Task: Rewrite the material below from the line containing "Mark the pale" through its end, changing "pale pink fish slice" to "light pink fish slice" and leaving everything else untouched. Return only those lines.
[Start of Data section]
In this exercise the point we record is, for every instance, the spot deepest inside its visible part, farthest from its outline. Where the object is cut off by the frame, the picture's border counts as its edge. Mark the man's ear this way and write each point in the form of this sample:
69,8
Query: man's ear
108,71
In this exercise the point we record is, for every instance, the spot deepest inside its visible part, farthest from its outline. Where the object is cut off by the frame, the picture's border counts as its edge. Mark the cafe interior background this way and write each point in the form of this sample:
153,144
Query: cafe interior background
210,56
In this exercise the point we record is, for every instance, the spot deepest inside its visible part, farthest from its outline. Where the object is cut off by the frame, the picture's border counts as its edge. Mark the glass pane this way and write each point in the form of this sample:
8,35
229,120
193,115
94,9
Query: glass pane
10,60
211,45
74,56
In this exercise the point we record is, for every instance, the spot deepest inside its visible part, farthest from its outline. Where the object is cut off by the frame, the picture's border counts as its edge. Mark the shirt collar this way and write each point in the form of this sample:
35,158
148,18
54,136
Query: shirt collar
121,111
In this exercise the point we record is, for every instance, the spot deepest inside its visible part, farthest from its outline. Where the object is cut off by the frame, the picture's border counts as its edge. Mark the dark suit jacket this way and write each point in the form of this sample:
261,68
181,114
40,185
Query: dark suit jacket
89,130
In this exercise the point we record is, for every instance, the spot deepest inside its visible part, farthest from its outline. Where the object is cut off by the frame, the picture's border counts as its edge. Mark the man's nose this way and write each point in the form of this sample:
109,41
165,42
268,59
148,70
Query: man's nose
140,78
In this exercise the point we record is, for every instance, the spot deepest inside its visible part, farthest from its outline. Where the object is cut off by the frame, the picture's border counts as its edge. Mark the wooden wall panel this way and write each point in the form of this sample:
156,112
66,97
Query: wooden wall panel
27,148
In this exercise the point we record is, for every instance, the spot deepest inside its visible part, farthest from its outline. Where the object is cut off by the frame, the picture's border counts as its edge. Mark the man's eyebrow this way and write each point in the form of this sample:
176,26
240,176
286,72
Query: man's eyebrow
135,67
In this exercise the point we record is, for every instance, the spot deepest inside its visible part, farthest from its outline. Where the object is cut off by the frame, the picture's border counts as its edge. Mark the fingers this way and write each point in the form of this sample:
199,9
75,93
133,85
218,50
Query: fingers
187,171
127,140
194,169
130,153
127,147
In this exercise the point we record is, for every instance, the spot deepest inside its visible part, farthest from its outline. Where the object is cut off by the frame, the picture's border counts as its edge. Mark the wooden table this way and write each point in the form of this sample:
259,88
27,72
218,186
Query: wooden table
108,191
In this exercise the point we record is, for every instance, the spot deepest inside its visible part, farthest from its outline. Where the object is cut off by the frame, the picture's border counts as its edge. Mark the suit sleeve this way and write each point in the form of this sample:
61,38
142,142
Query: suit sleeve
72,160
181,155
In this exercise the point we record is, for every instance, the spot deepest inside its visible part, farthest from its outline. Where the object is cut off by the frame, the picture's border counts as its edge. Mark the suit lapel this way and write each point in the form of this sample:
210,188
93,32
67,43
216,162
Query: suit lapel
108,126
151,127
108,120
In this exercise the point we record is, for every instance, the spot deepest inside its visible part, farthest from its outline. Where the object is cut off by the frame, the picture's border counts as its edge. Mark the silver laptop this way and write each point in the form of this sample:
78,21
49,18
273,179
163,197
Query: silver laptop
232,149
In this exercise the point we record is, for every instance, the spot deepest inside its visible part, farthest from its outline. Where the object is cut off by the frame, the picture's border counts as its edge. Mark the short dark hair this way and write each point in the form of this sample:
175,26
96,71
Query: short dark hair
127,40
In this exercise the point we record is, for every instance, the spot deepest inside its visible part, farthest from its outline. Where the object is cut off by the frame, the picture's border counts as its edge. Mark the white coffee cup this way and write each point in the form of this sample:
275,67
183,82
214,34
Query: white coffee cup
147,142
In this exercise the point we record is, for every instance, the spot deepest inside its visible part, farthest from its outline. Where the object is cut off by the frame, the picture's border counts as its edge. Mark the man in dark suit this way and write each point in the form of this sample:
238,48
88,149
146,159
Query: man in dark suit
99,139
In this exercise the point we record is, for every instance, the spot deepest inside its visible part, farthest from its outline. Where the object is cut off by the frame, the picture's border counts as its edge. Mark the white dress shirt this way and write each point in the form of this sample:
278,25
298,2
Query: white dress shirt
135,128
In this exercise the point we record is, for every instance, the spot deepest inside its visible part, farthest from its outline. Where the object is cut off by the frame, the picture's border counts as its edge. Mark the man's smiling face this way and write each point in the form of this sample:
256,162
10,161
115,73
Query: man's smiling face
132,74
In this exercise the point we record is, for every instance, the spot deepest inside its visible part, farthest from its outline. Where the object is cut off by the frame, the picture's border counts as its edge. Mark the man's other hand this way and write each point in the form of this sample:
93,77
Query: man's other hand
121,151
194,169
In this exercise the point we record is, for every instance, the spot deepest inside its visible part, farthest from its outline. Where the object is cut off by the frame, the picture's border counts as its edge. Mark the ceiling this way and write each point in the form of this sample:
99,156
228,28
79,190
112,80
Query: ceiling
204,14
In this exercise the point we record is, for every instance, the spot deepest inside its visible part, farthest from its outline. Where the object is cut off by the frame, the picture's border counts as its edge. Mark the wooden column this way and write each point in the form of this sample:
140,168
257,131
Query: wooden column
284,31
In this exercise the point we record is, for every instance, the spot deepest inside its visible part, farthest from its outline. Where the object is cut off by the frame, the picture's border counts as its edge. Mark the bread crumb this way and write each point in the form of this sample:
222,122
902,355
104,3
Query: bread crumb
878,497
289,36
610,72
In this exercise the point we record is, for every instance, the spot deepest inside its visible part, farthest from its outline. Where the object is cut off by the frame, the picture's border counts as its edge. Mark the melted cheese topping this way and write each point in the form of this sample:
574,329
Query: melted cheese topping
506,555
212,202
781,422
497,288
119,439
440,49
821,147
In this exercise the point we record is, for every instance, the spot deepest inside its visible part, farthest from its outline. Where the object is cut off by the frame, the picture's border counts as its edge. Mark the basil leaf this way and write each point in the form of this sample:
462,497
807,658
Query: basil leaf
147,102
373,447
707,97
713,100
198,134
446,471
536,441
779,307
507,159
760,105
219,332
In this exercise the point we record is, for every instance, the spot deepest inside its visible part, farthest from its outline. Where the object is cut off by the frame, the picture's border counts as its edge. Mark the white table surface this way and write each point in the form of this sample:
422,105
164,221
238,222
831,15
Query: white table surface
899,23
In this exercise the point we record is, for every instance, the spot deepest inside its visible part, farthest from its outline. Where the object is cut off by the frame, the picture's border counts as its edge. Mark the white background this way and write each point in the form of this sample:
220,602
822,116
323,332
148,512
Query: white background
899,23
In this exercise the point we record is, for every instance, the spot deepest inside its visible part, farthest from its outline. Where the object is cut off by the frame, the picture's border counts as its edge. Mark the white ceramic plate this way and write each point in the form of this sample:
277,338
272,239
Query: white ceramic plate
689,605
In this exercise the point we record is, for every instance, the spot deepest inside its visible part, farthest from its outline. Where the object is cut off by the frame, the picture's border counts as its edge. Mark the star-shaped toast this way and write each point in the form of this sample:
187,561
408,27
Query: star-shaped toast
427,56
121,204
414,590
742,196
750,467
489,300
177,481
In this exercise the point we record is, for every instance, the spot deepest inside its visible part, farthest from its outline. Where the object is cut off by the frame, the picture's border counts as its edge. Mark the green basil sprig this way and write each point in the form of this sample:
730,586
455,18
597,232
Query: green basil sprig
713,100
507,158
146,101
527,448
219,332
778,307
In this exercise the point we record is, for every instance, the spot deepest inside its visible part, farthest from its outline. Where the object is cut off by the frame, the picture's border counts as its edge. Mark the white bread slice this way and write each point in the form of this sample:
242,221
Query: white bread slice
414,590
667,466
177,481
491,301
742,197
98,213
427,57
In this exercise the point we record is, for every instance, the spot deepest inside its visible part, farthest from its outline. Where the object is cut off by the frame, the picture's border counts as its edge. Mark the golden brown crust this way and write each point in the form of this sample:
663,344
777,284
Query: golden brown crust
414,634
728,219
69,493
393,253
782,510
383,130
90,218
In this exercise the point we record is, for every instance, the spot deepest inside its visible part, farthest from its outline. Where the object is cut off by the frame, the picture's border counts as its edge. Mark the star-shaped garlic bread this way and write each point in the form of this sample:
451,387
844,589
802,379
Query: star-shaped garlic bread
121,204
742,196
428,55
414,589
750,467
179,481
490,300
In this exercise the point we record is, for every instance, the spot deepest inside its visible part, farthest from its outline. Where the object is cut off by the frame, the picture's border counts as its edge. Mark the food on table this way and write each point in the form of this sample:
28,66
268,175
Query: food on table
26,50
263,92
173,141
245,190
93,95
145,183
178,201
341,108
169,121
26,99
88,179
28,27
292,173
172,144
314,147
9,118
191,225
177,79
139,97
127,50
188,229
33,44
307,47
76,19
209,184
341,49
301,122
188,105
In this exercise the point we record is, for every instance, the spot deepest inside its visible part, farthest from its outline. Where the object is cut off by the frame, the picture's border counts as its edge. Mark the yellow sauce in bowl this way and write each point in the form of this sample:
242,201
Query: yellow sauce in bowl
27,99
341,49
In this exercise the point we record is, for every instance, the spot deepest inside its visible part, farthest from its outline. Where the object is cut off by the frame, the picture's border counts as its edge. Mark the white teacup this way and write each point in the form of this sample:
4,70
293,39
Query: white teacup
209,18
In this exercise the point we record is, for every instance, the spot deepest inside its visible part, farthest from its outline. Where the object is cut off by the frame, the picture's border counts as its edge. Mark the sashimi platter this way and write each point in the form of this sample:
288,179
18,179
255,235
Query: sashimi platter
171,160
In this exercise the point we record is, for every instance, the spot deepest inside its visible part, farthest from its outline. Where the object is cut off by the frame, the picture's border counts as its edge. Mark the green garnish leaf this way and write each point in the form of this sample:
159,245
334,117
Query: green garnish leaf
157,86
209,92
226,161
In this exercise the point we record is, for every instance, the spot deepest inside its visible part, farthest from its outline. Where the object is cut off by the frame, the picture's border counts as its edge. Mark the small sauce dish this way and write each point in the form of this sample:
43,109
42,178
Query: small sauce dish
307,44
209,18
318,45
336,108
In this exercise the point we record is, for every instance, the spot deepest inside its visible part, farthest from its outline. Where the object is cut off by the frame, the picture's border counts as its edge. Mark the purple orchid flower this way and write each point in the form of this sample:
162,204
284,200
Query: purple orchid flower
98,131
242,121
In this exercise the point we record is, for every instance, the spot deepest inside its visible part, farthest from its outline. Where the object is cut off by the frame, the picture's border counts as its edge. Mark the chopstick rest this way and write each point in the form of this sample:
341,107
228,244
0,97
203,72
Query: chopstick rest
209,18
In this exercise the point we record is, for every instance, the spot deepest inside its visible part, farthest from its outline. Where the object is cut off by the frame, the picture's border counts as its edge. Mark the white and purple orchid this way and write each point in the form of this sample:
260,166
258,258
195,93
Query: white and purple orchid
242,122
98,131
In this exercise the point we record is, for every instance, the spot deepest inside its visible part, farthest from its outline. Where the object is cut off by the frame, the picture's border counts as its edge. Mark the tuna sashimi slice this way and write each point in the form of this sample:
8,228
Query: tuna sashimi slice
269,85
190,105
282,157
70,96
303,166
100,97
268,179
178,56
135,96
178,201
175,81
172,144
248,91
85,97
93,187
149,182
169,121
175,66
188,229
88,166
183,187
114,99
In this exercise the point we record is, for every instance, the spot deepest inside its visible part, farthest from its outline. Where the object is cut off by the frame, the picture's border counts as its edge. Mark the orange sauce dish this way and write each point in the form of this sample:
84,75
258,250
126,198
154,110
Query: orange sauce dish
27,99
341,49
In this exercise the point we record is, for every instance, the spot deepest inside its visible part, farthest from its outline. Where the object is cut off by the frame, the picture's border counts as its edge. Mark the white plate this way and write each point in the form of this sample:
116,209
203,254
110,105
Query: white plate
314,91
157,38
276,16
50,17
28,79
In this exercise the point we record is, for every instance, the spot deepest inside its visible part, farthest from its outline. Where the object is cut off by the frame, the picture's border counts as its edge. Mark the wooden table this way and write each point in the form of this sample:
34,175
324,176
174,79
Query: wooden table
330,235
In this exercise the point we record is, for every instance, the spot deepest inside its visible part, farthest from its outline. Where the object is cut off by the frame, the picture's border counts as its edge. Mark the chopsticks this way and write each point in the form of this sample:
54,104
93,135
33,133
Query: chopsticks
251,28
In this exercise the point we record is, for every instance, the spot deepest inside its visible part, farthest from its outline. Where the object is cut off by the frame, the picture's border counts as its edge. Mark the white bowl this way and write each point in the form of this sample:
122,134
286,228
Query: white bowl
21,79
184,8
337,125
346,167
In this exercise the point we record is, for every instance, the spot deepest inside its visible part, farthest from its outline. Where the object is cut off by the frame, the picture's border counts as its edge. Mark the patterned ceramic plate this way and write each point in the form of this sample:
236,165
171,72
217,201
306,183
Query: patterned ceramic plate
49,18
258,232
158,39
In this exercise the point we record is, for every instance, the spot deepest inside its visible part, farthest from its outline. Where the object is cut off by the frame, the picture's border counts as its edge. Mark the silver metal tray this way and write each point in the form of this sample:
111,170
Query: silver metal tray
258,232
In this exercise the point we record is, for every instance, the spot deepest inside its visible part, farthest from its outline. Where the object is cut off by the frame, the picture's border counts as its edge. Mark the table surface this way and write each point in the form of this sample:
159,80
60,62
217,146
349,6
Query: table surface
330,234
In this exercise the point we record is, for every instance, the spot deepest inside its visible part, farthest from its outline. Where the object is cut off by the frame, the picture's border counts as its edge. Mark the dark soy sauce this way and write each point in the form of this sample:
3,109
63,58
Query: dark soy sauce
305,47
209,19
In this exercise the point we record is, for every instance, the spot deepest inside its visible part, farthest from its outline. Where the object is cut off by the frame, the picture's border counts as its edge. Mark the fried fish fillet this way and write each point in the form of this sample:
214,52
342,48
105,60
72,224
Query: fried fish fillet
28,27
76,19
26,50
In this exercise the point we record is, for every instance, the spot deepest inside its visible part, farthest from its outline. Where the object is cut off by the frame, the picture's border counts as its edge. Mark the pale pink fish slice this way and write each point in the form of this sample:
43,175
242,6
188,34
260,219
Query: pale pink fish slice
[End of Data section]
Final answer:
In this exercise the point we record is, for every instance, the spot deepest inside its visible part, farthest from its outline. Where the object is cut off by the frame, the picture's border counts as its edge. Mark the light pink fish slice this way and write each point in the form of this sample:
43,175
242,6
188,34
260,219
Query: light pink fish slice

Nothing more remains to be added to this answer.